• **Required task 1**
Copy the records below word for word, starting at the line that contains "segment: sea horizon" and going through the final line of the records.

• **Selected extract**
So what benefits from working from home should we hold on to. Well there was time and money savings coupled with the ability to spend more time with family and more leisure time (through the time saving due to a lack of commuting). Yes these didn’t occur everyday but putting aside the disruption caused by school closures there was a benefit to individuals. The simple cost of my trips to the coffee shop (and impact on the waist) were quick remarkable and the savings from not driving soon added up. I used to commute all across the country each and every week – travel time was not productive, either you’re making calls (while trying to mute the sound of driving) or trying to log on to the wi-fi on the train! 

There are challenges to working from home. The ability to connect to the internet has caused many challenges. We upgraded our broadband connection to help manage the multiple devices, though with having a wife that can’t work from home it is basically me and the boys devices. You have to be strict at home. There is no doubt “home jobs” that need doing and you have to resist. I built breaks into my work day to accommodate washing, cooking and other jobs. Making up the work time flexibly. The biggest challenge is connecting with people. No more bumping into people. Pretty hard to bump into some virtually, so you have to make those connections – it means more work for us. 

Deep down I think most people want a hybrid workplace. An office-home model which allows the best of both worlds and you can also replace the office with anywhere other than home. Technology allows us to work in multiple locations. An organisation might have a central office location in a big city but this can be supported by satellite offices or the use of co-working space that is increasing across the country (though more could be needed in northern cities).

(Image segmentation entries)
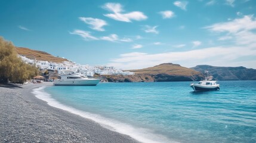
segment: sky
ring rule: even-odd
[[[256,69],[255,0],[0,1],[0,36],[81,64]]]

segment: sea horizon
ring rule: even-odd
[[[49,86],[33,92],[50,105],[141,142],[251,142],[255,88],[244,85],[255,82],[221,81],[220,90],[210,92],[193,92],[191,82],[174,82]]]

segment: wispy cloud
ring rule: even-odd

• **Required task 2**
Pick up the piece on working from home and the hybrid workplace right after its last sentence and keep writing.

• **Expected output 1**
segment: sea horizon
ring rule: even-odd
[[[49,86],[33,92],[50,105],[141,142],[251,142],[255,88],[244,85],[255,82],[221,81],[220,90],[210,92],[193,92],[191,82],[174,82]]]

segment: wispy cloud
ring rule: even-odd

• **Expected output 2**
So what can we learn for our working practices from the last 9 months? We can learn about if a meeting is needed. Is there a better way to connect the team together than a weekly meeting? There are other ways – chat groups, shared documents and other digital mediums that can cut or at least reduce the time needed and free up time for more meaningful conversations. The meaningful conversations can help focus on making the team feel valued. I have enjoyed getting to know people more through getting the insight into their lives. This needs to continue and should be accompanied by recognition for the efforts of each team member. A team still needs to be together at times though. This is where the office can help – create a community where the team can come together to collaborate. Especially important for new team members – I can’t imagine joining an organisation at a time like this. Don’t underestimate the power of knowing your team – their strengths, development needs and a little bit of personal insight. And above all think about the work-life balance. Flexibility in a workplace can have such a positive impact on an individual and acknowledges that each of us are different and work in different ways. Productive ways.

Don’t forget though to maintain a balance between home and work. Ensure you take breaks. A calendar can virtually be filled quickly. Make time for you. Whether it is jumping around to Joe Wickes or taking a stroll or something less physical. Take a break and do something for you. Plan your day. Get the right balance. Setting a plan or goal for what you would like to accomplish in the day can help focus attention.